• **Direction**:
From the entries below, pull out every line that contains the word "helmet" and copy each of those lines unchanged.

• **Working data**:
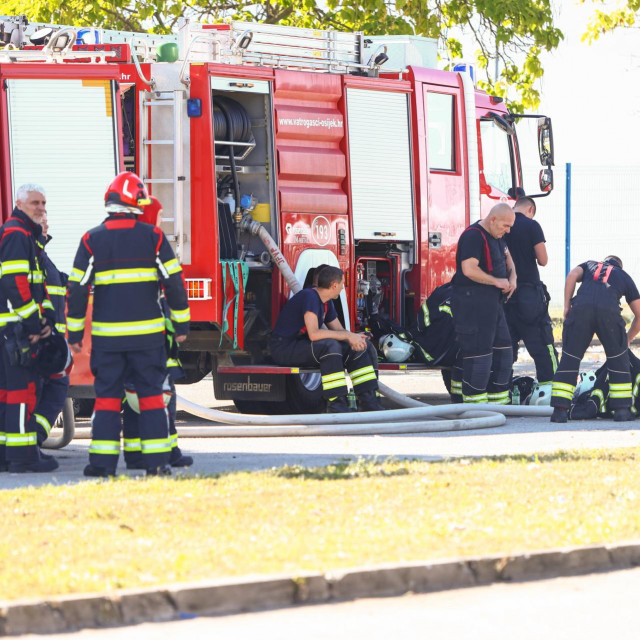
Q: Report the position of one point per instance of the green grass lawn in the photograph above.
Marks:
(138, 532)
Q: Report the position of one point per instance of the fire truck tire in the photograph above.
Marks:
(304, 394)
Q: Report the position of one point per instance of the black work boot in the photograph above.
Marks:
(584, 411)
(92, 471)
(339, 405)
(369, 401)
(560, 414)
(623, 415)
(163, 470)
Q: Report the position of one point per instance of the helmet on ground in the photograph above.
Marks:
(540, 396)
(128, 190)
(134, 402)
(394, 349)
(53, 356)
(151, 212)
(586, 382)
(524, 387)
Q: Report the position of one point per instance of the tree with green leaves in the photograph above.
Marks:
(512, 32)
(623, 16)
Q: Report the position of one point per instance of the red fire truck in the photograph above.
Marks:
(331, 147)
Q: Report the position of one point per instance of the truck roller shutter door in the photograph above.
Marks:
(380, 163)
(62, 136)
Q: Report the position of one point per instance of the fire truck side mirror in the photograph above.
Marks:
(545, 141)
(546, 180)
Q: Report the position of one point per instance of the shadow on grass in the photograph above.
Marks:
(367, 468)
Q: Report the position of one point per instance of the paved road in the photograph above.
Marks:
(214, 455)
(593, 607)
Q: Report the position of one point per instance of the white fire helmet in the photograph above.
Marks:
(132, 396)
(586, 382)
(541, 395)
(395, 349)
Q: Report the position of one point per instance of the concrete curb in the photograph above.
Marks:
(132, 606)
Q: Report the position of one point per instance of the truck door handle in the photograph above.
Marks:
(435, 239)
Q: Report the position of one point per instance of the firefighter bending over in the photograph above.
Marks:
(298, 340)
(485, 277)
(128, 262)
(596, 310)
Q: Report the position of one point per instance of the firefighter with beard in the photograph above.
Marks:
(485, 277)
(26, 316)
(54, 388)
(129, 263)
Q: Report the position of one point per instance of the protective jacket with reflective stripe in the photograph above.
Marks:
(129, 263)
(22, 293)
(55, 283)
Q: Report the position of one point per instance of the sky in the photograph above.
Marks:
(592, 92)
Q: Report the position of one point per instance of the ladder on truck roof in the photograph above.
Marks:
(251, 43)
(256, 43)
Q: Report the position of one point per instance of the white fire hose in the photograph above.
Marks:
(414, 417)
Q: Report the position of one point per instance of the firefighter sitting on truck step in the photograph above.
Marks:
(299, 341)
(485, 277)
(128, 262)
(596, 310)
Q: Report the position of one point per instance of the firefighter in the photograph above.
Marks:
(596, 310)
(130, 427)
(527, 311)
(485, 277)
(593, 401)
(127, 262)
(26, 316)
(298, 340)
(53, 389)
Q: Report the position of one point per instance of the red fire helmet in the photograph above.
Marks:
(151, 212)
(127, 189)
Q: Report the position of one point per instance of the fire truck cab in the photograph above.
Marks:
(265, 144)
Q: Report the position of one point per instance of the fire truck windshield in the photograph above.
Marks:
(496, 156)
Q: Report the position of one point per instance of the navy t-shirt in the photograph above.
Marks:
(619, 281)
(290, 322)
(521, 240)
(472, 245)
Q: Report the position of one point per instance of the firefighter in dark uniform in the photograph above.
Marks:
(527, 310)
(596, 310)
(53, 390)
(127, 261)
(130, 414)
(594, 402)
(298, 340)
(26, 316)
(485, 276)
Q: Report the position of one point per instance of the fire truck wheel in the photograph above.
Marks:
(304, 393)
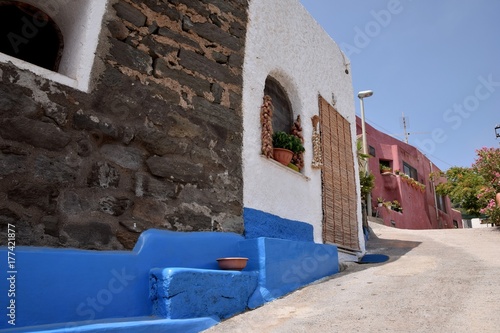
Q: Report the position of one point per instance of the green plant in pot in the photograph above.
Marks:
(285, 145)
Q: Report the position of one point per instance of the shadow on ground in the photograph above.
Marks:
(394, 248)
--
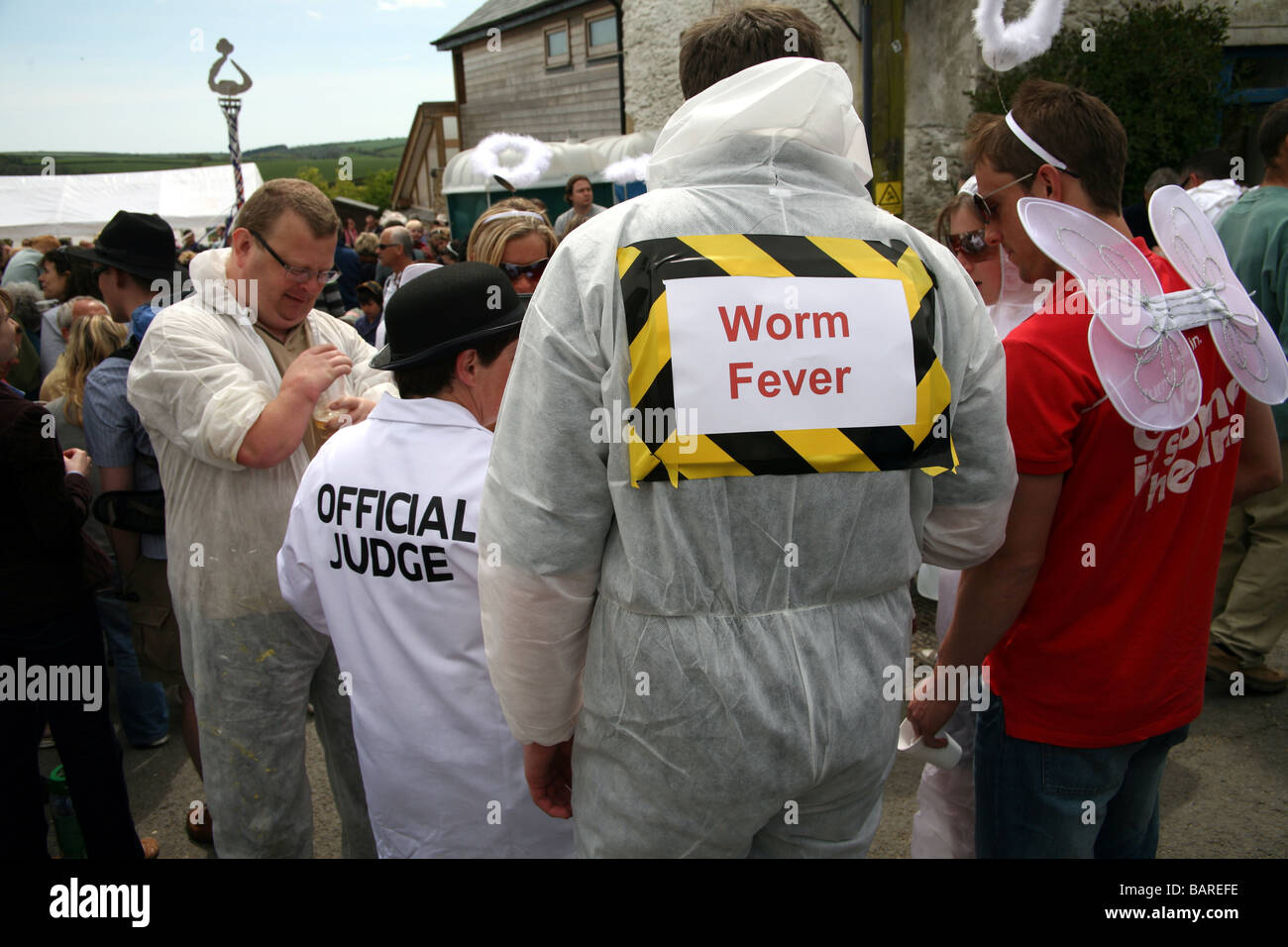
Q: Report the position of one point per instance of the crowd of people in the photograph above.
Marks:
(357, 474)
...
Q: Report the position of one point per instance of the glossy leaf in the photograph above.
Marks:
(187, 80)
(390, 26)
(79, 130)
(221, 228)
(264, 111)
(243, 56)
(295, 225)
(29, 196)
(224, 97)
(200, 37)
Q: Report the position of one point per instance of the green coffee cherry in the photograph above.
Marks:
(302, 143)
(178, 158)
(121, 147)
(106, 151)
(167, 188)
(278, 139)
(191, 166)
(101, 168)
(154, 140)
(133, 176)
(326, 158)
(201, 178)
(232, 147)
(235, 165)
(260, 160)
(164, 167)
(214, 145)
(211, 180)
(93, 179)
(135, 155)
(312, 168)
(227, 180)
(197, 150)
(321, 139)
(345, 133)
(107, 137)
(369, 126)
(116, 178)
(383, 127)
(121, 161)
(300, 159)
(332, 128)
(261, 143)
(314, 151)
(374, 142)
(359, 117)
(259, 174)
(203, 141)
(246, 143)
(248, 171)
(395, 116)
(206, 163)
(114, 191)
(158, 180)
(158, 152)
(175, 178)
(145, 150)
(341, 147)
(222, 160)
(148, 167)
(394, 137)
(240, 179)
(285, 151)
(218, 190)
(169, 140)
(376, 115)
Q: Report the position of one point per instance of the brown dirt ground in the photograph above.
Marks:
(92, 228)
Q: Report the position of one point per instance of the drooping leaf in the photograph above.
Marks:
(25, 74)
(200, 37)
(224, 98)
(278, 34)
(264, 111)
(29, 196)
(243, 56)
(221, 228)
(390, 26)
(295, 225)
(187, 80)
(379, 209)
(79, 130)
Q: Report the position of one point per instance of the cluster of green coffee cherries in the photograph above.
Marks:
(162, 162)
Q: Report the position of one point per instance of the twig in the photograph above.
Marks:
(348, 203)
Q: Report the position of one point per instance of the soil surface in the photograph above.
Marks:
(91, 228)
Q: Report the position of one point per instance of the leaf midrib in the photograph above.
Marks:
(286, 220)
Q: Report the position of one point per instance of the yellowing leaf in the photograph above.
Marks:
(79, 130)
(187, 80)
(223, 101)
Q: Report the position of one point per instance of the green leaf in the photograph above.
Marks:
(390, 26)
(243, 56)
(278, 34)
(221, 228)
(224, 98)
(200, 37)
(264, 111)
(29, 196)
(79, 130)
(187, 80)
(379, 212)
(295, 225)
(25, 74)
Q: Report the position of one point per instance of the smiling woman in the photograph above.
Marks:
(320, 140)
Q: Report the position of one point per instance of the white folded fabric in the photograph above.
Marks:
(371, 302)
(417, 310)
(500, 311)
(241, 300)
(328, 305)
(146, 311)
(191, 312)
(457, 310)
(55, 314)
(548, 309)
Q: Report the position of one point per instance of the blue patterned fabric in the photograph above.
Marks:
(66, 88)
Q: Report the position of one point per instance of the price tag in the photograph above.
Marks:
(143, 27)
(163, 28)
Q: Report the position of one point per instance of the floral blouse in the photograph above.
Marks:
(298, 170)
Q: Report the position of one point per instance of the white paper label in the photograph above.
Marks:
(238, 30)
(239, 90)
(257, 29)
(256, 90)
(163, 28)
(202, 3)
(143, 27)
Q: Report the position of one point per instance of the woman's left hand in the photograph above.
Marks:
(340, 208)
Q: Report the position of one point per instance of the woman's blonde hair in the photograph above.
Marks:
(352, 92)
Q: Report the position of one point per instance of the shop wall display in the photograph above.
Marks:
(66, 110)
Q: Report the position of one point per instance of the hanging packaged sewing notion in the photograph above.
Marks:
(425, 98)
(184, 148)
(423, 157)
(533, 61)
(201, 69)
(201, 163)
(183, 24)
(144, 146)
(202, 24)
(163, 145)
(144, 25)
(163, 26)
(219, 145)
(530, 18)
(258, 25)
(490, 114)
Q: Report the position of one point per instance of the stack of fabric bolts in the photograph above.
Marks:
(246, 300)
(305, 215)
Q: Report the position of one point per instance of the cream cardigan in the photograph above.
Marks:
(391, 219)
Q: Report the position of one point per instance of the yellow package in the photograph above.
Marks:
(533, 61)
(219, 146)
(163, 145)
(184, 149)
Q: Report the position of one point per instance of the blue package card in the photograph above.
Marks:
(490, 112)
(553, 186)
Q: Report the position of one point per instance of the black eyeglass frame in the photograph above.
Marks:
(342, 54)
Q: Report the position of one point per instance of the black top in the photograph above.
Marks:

• **Task response**:
Q: Report the position of one point per instance of the helmet on ground in the photograph above.
Q: Report the position of one point per instance of the white fire helmet in the photograph above.
Q: Report the position of one point per instance of the red fire helmet in the photograph above.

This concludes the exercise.